(Record excerpts Opens)

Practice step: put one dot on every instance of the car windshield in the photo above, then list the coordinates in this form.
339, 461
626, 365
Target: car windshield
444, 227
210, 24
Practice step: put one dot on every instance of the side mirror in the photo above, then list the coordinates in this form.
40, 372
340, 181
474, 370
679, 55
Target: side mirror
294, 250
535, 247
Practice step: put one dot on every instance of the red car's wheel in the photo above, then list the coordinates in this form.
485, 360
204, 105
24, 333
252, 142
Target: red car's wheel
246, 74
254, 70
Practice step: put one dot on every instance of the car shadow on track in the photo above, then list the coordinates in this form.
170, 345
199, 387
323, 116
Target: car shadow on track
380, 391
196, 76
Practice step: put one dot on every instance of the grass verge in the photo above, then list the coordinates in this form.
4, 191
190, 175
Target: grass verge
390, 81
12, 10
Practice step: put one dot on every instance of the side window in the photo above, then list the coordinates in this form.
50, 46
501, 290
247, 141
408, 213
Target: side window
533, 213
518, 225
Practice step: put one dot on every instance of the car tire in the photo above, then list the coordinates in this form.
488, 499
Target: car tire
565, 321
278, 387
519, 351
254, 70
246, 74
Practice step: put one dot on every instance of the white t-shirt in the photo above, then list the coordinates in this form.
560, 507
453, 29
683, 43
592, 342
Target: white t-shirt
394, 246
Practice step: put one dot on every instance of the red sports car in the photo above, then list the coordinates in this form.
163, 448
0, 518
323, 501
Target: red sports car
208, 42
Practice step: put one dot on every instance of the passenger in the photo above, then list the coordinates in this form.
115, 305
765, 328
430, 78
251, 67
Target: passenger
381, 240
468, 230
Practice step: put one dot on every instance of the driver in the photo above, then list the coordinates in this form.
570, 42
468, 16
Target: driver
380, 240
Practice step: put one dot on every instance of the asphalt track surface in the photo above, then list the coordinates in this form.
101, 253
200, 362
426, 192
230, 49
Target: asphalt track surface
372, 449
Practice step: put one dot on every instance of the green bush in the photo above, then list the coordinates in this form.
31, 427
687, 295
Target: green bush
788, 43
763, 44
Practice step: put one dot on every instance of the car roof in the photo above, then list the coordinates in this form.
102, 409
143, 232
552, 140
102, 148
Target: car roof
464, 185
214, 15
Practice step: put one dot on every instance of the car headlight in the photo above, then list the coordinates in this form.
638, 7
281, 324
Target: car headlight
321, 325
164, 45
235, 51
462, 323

(Record excerpts Closes)

> Assignment: Give back all the data exactly as it was written.

> Solution for this problem:
Practice step: put one dot on every instance of the car windshield in the photo above, then list the coordinates in this form.
339, 461
626, 365
Target: car windshield
444, 227
210, 24
Practice step: put one dot on every instance of the side mirror in the photo above, then list the coordinates in this form.
40, 372
340, 181
474, 370
679, 55
Target: side mirror
294, 250
535, 247
Practice step: put one dot on every instance of the red car's wheel in the photo above, then list the coordinates in this form.
485, 360
204, 105
24, 333
252, 142
Target: red car's wheel
246, 74
254, 70
Practice step: put one dot on every instance of the car shadow on track in the photo above, then list the coordinates in this form.
170, 345
199, 387
323, 116
Target: car shadow on track
380, 391
196, 76
Practice step: put one dot on every instance of the grass verge in the photo above, then list the coordinates in this form.
4, 191
190, 175
Target: grass verge
390, 81
12, 10
Practice step: put one dot on every instance of the side window in the photo above, then list the coordinates in this form.
50, 46
501, 290
247, 141
408, 213
Target: side window
533, 213
518, 225
Practice step: put one dot on every instance of the car tire in the photo above, then list the coordinates in this form.
488, 499
Target: car tire
565, 321
278, 387
519, 351
254, 70
246, 74
Practice step: put one dot on every instance of the white t-shirt in the photo above, then list the coordinates in this form.
560, 507
453, 29
683, 43
592, 342
Target: white t-shirt
394, 246
Practice step: put one dot on every instance of the red sports car in the photo above, then list the coordinates in this form.
163, 448
0, 518
323, 501
Target: red sports car
208, 42
Practice step: put one dot on every instance of the passenger in the photo above, then list the coordinates in this form.
115, 305
765, 328
430, 78
251, 67
Target: passenger
381, 240
468, 230
Practice step: put one dot on every instance of the driver in the photo above, then list the coordinates in this form.
570, 42
468, 16
Target: driver
380, 240
Practice step: put one dot on every instance of the asphalt track surface in the photo above, then list the coordinates in this form.
101, 253
200, 362
426, 192
230, 49
Target: asphalt track surface
372, 449
Practice step: put one dot on every instance of the green bush in the photo above, then list the coordinates in this form.
31, 427
687, 295
Target: green bush
788, 43
763, 44
Practice step: put one dot on every instance of the car roof in the photo above, then list the coordinates in this form.
102, 409
143, 232
552, 140
102, 148
Target: car roof
464, 185
214, 15
Practice step: put one dot on every instance of the car headlight in the photo above, then list the coordinates in this form.
638, 7
281, 324
Target: car headlight
321, 325
164, 45
235, 51
462, 323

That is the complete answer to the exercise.